— Supplied text —

The case for real decentralisation
It’s important to note that the ideas from ministers McCreevy and Moran are not decentralisation as it is typically understood, but a plaster job that will only temporarily conceal the deeper underlying problems that Ireland’s current institutional set-up creates. There is, however, a strong case for proper decentralisation, which is the transfer of powers and responsibilities from central government level to elected authorities at regional or local government level who have some degree of autonomy.
The degree of autonomy varies considerably across Europe but it is highest currently in Switzerland and the Nordic countries, with Ireland having the least local autonomy in Europe. In many other countries, local governments have autonomy over raising revenues or receive significant proportions of revenues from taxes such as income tax, corporation tax and VAT to emission taxes, entertainment taxes, lottery taxes etc.
They also have a wide autonomy of spending on services, such as industrial policy, infrastructure, housing, policing, education and health. With an increased responsibility for collecting revenues and delivering services at a local level, there will be a natural shift in the share of civil servant numbers required from Dublin to other regions and cities, as local government capacity will need to increase.
Evidence across the OECD indicates that there are reduced regional disparities in countries, where local spending is mainly financed by local taxation. Two patterns are clear in Ireland: (i) its lack of local autonomy and (ii) it is clearly suffering from severe regional inequalities. Not only are there significant population disparities across space, but the average GDP per person for people in the border and western counties is less than a third of that of the average Dubliner.
Seventeen (17) counties have average per person disposable incomes of 75% or lower than that of Dublin. The Dublin region has 51% of the nation’s honours degree graduates, five out of eight of the nation’s universities and 59% of all employment in the creative industries. Future expected shocks of climate change, Brexit and automation will also be felt more harshly outside the Dublin city-region. The future is all pointing to an even more unbalanced regional story so the housing crisis in Dublin needs fixing to accommodate significant future demands - not distractions.

— Entries provided —
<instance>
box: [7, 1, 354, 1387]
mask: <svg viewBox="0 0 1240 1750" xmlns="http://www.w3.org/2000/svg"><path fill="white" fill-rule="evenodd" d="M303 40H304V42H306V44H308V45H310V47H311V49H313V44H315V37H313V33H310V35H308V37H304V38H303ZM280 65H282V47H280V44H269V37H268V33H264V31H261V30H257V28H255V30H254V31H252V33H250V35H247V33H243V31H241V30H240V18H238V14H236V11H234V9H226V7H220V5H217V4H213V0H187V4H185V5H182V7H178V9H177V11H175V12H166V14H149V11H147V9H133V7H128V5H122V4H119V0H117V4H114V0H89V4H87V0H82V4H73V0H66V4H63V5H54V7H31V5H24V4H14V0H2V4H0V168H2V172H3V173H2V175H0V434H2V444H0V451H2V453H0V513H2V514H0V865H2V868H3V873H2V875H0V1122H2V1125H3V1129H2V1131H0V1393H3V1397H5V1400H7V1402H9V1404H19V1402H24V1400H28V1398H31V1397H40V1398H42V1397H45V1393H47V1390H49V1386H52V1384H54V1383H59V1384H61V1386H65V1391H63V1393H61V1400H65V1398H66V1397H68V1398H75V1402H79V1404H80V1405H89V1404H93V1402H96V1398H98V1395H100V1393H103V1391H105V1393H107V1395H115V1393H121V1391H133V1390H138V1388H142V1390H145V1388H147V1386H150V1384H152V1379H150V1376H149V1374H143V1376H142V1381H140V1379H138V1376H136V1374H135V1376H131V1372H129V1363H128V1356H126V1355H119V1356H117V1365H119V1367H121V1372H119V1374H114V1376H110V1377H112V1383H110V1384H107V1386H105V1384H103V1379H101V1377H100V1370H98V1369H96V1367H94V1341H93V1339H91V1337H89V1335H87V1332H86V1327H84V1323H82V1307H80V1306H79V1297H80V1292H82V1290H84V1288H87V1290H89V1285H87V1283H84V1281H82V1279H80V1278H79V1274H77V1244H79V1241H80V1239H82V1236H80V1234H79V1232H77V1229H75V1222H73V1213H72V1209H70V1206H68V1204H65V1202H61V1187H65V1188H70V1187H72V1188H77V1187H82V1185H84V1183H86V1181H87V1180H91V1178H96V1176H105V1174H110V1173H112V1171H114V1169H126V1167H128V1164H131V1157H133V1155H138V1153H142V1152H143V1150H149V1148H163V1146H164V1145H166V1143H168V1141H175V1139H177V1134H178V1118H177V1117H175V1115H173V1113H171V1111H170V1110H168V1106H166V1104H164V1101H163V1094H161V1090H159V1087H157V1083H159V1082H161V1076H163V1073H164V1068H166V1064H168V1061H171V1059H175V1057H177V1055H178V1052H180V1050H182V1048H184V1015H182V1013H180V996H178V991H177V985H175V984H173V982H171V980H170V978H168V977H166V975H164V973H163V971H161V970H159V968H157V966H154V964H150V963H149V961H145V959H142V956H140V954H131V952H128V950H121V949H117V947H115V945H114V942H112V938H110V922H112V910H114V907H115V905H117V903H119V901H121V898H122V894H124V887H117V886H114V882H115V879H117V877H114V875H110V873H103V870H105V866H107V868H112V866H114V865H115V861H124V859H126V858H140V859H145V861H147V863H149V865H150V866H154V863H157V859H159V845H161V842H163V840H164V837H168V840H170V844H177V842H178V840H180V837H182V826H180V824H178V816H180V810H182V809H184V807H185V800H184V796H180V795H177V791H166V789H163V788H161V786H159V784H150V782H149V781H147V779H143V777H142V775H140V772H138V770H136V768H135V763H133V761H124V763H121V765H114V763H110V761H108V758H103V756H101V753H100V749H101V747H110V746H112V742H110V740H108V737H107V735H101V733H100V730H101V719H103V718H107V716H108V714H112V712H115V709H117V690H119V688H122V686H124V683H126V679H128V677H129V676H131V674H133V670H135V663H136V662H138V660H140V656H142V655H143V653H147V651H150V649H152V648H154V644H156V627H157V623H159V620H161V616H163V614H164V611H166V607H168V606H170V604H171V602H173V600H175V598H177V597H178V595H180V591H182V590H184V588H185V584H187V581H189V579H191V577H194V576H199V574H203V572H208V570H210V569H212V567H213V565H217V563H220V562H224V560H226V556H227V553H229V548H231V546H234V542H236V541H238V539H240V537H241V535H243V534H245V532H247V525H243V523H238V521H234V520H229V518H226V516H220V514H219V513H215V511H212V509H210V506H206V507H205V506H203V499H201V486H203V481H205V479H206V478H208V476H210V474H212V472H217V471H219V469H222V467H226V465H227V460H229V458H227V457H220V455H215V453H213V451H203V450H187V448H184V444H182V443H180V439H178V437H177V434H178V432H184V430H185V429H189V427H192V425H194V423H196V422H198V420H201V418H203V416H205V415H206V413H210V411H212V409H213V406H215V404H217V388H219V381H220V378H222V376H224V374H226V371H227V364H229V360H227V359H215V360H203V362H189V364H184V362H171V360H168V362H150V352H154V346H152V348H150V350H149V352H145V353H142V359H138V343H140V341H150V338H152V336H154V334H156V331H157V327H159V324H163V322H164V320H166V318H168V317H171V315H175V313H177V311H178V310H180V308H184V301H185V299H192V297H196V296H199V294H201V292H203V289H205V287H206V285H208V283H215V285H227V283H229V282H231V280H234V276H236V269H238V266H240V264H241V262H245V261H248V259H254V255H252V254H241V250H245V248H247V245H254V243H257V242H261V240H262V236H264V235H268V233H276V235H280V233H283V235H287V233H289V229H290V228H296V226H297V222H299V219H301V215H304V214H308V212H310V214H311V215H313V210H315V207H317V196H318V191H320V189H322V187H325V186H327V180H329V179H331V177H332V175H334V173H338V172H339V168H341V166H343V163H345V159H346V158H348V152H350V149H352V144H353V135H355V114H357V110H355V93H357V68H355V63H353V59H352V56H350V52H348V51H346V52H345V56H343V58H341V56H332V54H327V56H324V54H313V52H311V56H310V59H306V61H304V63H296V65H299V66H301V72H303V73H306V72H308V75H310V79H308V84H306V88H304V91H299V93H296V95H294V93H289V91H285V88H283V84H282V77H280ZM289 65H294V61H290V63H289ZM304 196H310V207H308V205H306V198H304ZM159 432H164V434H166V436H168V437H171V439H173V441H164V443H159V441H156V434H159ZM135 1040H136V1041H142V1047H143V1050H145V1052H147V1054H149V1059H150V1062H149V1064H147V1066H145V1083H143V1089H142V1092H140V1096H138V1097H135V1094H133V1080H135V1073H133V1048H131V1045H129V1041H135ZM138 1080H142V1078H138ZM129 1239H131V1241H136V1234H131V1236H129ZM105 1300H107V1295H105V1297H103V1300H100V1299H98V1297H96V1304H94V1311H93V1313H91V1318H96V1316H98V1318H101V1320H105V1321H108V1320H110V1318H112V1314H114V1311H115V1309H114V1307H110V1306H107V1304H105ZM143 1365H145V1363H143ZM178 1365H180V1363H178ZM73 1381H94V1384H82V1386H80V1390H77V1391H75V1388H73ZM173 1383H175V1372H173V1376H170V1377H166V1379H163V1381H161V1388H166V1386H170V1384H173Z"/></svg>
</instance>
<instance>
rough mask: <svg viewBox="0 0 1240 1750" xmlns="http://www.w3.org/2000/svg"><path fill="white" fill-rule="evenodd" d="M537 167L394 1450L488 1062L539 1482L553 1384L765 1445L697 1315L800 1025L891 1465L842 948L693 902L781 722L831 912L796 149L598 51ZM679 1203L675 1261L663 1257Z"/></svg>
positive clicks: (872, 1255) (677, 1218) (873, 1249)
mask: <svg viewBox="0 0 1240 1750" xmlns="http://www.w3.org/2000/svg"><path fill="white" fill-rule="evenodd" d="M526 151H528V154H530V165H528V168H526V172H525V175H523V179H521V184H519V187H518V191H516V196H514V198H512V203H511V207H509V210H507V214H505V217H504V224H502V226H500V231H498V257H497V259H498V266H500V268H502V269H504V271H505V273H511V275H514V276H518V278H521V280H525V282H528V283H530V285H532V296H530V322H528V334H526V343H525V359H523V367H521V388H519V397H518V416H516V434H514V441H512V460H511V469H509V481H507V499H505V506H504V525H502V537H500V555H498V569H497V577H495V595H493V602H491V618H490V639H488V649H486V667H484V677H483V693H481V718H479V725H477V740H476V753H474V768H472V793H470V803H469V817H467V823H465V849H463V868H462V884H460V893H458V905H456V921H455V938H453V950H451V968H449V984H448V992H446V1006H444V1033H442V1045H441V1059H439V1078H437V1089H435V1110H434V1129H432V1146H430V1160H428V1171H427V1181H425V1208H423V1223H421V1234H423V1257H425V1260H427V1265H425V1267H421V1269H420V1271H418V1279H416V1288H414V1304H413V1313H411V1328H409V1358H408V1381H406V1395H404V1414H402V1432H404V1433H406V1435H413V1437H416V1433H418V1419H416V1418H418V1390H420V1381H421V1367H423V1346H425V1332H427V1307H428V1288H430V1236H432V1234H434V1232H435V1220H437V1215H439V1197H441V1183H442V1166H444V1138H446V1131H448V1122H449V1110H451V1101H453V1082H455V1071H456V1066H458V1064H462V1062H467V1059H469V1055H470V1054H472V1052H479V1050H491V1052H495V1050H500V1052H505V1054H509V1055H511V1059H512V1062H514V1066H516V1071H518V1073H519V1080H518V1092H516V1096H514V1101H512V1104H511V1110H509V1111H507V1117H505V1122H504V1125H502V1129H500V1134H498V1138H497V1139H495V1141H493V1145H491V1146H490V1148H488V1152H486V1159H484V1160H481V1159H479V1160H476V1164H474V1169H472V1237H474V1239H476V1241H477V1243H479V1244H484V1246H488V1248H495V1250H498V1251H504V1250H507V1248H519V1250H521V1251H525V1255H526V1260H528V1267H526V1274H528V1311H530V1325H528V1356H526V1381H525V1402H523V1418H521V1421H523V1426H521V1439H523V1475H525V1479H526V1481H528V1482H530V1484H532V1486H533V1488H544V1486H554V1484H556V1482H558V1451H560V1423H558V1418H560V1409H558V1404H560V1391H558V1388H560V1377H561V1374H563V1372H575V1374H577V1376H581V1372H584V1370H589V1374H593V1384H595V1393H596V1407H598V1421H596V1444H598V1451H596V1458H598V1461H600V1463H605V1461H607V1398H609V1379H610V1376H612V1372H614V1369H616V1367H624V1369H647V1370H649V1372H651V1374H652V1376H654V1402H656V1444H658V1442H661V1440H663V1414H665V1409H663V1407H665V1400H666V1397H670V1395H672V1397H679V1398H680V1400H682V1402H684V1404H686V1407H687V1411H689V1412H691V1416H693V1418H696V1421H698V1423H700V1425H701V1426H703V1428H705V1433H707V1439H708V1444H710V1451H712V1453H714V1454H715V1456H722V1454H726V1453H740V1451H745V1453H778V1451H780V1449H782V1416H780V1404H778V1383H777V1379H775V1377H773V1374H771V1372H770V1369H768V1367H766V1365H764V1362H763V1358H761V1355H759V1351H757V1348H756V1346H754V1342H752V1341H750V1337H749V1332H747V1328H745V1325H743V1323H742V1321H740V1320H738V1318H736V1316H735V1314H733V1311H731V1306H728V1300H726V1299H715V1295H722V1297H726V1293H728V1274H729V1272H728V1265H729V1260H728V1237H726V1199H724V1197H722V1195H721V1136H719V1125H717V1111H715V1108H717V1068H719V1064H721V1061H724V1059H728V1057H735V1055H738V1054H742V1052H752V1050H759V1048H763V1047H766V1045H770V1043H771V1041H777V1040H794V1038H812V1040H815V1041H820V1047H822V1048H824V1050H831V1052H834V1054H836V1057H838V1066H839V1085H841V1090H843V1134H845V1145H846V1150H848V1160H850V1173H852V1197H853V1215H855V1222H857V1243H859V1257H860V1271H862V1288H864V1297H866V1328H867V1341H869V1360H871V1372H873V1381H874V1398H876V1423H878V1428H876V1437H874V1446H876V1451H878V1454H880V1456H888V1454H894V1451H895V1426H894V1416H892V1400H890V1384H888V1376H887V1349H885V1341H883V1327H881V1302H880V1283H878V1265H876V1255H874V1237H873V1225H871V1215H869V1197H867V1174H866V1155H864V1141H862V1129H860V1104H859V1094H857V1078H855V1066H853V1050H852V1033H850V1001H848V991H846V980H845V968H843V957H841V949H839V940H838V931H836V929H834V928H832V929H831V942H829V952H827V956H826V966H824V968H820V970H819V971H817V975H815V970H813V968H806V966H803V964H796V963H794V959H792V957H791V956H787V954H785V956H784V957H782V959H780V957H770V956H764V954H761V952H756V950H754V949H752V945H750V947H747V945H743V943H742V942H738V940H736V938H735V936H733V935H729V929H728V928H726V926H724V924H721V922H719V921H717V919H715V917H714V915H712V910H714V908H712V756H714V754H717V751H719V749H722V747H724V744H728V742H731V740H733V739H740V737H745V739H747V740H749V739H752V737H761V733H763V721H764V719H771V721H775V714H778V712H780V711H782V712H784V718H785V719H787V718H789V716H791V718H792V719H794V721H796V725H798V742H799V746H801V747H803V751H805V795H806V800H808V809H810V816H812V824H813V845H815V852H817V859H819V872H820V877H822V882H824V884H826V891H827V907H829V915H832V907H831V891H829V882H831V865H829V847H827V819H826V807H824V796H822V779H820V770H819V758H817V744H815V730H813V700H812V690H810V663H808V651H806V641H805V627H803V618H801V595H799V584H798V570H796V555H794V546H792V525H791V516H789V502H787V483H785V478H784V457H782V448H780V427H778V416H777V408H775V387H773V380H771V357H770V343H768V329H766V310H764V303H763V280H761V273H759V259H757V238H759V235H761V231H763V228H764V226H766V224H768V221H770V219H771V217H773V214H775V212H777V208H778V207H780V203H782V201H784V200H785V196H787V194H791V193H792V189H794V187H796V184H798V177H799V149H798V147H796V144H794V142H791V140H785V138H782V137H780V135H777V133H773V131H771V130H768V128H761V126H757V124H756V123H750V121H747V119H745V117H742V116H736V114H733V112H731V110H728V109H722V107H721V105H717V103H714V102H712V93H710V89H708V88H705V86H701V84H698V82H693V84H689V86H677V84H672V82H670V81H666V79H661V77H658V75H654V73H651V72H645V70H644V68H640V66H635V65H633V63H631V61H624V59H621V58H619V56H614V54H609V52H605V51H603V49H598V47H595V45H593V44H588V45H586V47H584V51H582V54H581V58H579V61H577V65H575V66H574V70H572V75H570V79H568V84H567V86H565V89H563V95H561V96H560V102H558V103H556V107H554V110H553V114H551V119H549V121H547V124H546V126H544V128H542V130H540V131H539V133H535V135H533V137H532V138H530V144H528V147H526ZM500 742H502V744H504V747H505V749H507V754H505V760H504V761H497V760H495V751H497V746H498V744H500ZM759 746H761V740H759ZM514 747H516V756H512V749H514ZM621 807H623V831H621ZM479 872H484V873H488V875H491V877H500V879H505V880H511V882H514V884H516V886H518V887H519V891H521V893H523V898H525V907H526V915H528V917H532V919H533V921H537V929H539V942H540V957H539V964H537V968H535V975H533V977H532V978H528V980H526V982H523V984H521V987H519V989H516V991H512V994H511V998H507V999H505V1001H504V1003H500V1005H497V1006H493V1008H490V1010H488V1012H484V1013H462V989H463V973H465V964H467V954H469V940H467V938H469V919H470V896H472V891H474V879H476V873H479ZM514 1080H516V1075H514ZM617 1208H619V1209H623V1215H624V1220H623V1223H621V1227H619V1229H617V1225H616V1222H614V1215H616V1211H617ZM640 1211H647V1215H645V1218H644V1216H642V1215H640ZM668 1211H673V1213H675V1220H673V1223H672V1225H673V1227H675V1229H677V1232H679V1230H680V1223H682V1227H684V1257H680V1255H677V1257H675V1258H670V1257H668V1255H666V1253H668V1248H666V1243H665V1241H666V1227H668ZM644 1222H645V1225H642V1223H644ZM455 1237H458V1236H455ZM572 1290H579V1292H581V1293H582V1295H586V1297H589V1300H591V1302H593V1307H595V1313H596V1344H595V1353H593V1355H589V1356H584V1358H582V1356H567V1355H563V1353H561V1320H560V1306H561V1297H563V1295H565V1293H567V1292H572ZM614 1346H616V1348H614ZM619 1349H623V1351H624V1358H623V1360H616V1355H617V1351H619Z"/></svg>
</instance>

— Exercise 1 —
Could you revise the text on decentralization, starting with "The degree of" and going on through "need to increase.", so that "Austria" replaces "Switzerland"?
— Exercise 2 —
Can you proceed with the text on decentralization from the point where it stops?
The material can be set aside; it plays no part here.

— Output 1 —
The degree of autonomy varies considerably across Europe but it is highest currently in Austria and the Nordic countries, with Ireland having the least local autonomy in Europe. In many other countries, local governments have autonomy over raising revenues or receive significant proportions of revenues from taxes such as income tax, corporation tax and VAT to emission taxes, entertainment taxes, lottery taxes etc.
They also have a wide autonomy of spending on services, such as industrial policy, infrastructure, housing, policing, education and health. With an increased responsibility for collecting revenues and delivering services at a local level, there will be a natural shift in the share of civil servant numbers required from Dublin to other regions and cities, as local government capacity will need to increase.

— Output 2 —
The government will point to the Ireland 2040 plan as the intervention that will disrupt the pro-Dublin development bias. I have zero faith in this plan resulting in regional convergence and/or in its ability to meet the population growth targets it has set for areas outside of the Dublin city region. Let's recall some of the targets. Each of the provincial cities are expected to grow its population by between 50 and 60%, i.e. at more than twice the rate of Dublin. The NPF growth target for Cork, Limerick, Galway and Waterford is two-and-a-half times the long-term historical growth rate from the past 50 years of these centres combined.
But despite the optimistic growth plans for areas outside Dublin, Ireland’s 2040 plan per capita spend at county level from 2018-2027 has Dublin receiving the highest. How will that help rebalance growth? Vast areas of the country are receiving very little, while provincial cities are receiving what I would argue are the wrong big ticket programmes for their current needs (i.e. roads leading to sprawl and dispersed development). The Ireland 2040 plan is also being implemented with largely an unchanged institutional top down approach, albeit with some implementation and oversight changes at regional assembly level.
Minister Moran may be wrong about dispersed centralisation, but he is navigating in the right direction. We just need him to veer off completely down a different decentralisation junction, because the only credible plan that will result in directing growth towards regional hubs will be their capacity for autonomy, so they can control and guide their own future.